── Data shown
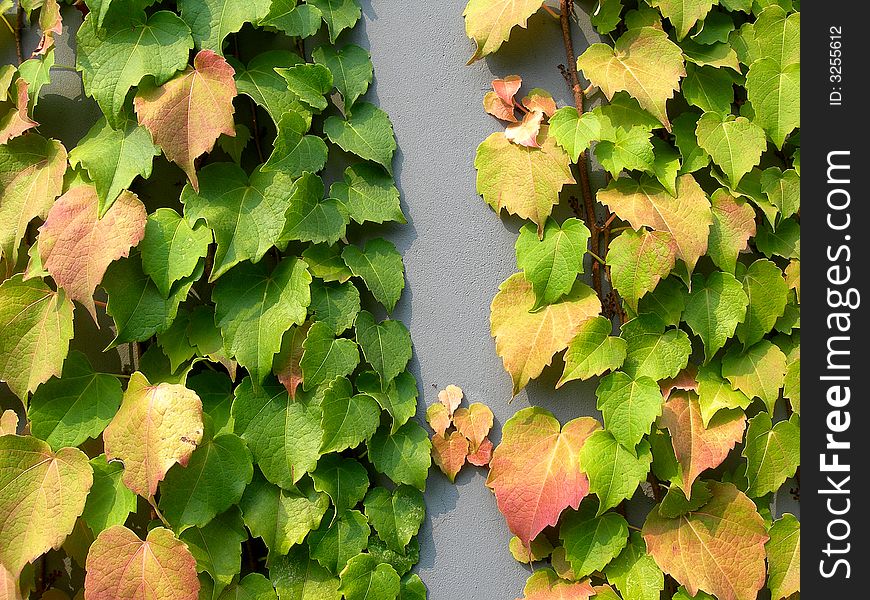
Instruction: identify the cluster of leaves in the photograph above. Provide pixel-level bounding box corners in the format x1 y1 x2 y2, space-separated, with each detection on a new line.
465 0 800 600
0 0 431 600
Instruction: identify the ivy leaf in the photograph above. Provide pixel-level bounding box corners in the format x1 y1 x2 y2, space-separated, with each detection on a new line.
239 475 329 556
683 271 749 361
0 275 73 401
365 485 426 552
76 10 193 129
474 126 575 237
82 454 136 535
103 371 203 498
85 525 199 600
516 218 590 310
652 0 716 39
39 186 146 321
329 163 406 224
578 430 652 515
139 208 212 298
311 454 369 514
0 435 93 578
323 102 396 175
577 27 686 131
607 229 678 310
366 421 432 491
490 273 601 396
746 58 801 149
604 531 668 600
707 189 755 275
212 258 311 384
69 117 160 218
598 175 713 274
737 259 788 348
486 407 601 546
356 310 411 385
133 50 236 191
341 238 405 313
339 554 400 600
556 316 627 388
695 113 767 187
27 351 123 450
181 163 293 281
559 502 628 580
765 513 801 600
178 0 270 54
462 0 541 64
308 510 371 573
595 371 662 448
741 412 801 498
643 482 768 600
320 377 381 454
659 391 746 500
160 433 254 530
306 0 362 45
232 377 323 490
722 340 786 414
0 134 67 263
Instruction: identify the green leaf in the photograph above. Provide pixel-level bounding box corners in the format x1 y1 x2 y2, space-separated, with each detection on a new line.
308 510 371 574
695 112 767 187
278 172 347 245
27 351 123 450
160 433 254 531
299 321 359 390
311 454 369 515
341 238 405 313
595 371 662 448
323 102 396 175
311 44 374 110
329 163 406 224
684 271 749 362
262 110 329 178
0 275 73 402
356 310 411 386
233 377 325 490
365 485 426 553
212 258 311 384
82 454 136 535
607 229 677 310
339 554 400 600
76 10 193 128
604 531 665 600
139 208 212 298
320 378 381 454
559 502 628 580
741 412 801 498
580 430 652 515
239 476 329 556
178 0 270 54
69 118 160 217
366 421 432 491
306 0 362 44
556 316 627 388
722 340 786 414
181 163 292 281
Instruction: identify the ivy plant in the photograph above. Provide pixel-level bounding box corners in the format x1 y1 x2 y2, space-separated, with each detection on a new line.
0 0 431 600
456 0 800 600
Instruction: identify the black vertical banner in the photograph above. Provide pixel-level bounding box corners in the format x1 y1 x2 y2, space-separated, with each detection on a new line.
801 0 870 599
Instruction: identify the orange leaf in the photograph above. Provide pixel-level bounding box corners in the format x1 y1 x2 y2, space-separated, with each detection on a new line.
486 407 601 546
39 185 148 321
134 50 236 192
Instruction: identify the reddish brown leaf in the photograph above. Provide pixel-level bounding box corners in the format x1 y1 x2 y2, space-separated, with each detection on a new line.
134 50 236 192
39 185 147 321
────
=== Requirements ===
Lay out every item above as a numbered list, one line per entry with blank lines dropped, and leave the pictures out.

=== Correct answer ===
1. Instruction: identify the cluster of leaves in the photograph above. Provide pixel-level bounding box corners in the format x1 y1 x2 y2, space-separated, with each detection on a new line.
2. 465 0 800 600
3. 0 0 431 600
4. Instruction: identify the ivy leaf in the photograph above. Provide pixel-level bounding box corners in the format x1 y1 x2 y2, space-separated, with each detection on a new line.
5. 239 475 329 556
6. 683 271 749 361
7. 0 275 73 401
8. 365 485 426 552
9. 76 10 193 129
10. 474 126 575 237
11. 82 454 136 535
12. 103 371 203 498
13. 85 525 199 600
14. 516 218 590 310
15. 652 0 716 39
16. 39 186 146 321
17. 329 163 406 224
18. 578 430 652 515
19. 139 208 212 298
20. 311 454 369 514
21. 0 435 93 578
22. 323 102 396 175
23. 577 27 686 131
24. 607 229 678 310
25. 366 421 432 491
26. 490 273 601 396
27. 746 58 801 149
28. 604 531 668 600
29. 707 189 755 275
30. 212 258 311 384
31. 69 117 160 218
32. 598 175 713 274
33. 737 259 788 348
34. 486 407 601 546
35. 356 310 411 385
36. 133 50 236 191
37. 341 238 405 313
38. 339 554 400 600
39. 556 316 627 388
40. 695 113 767 187
41. 27 351 123 450
42. 181 163 293 281
43. 559 502 628 580
44. 765 513 801 600
45. 178 0 270 54
46. 462 0 541 64
47. 308 510 371 573
48. 595 371 662 448
49. 741 412 801 498
50. 643 482 768 600
51. 320 377 381 454
52. 659 391 746 500
53. 160 433 254 530
54. 306 0 362 45
55. 232 377 323 490
56. 722 340 786 414
57. 0 134 67 263
58. Instruction: identify the green leaf in the photograph above. Provide pixel-level bounding box corners in the format x1 y1 x2 y2, space-separated, with each detection on a new line.
59. 308 510 371 574
60. 695 112 767 187
61. 278 172 347 245
62. 27 351 123 450
63. 160 433 254 531
64. 299 321 359 390
65. 311 454 369 515
66. 341 238 405 313
67. 595 371 662 448
68. 323 102 396 175
69. 311 44 374 110
70. 329 163 406 224
71. 684 271 749 362
72. 262 110 329 178
73. 0 275 73 402
74. 356 310 411 386
75. 233 377 325 490
76. 365 485 426 553
77. 212 258 311 384
78. 82 454 136 535
79. 607 229 677 310
80. 339 554 400 600
81. 76 10 193 128
82. 604 531 665 600
83. 139 208 212 298
84. 320 378 381 454
85. 559 502 628 580
86. 741 412 801 498
87. 580 430 652 515
88. 239 476 329 556
89. 178 0 270 54
90. 69 118 160 217
91. 366 421 432 491
92. 306 0 362 44
93. 556 316 627 388
94. 722 340 786 414
95. 181 163 292 281
96. Instruction: identify the ivy plant in the photograph above. Provide pixel-level bounding box corners in the format x1 y1 x2 y2, space-separated, with each detection on a new line.
97. 0 0 431 600
98. 456 0 800 600
99. Instruction: identify the black vertical banner in the photograph above. Provide pixel-level bounding box corners in the format x1 y1 x2 y2, space-separated, with each detection on a new line.
100. 801 0 870 599
101. Instruction: identify the orange leaf in the photograph above. Provide pixel-level bounding box corners in the format x1 y1 x2 y2, space-separated, with each detection on a new line.
102. 486 407 601 546
103. 39 185 148 321
104. 134 50 236 192
105. Instruction: identify the reddish brown leaf in the photograph above. Provide pixel-level bounding box corners in the format x1 y1 x2 y2, space-separated, with each detection on a new line.
106. 134 50 236 192
107. 39 185 147 321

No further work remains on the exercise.